Goal of the exercise
In the entries below, go to the line containing "bus in this" and repeat it along with every later line, exactly.

Data shown
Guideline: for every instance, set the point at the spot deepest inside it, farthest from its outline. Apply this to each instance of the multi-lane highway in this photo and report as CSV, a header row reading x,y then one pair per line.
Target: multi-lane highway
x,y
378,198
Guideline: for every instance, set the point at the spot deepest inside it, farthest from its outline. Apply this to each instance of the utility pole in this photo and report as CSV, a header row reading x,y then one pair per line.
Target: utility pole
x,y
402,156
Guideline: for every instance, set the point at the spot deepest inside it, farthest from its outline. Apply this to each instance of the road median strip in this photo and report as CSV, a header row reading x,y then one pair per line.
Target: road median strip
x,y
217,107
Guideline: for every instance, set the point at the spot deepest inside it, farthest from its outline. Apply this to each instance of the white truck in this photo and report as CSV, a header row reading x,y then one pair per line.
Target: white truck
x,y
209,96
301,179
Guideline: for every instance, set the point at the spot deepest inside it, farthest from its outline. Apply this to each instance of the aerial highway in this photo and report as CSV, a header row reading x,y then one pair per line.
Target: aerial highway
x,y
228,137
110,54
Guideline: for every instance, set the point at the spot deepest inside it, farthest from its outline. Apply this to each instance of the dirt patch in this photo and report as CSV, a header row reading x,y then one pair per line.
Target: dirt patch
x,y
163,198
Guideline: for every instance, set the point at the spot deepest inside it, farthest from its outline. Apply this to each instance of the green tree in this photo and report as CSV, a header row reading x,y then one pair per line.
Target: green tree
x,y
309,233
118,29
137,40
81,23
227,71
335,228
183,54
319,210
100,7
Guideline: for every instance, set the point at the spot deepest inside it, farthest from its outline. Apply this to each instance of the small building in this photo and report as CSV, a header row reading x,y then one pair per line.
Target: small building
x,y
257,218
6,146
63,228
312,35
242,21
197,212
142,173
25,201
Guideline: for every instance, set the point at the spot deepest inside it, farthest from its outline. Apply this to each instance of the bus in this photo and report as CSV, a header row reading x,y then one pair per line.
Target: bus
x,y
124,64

Reply to the task
Guideline: for every instance, set the point at the spot deepest inside it, farthest from its outline. Apply this to each instance of the bus in this photo and report as CSV, a header row reading x,y then one pair per line.
Target: bus
x,y
124,64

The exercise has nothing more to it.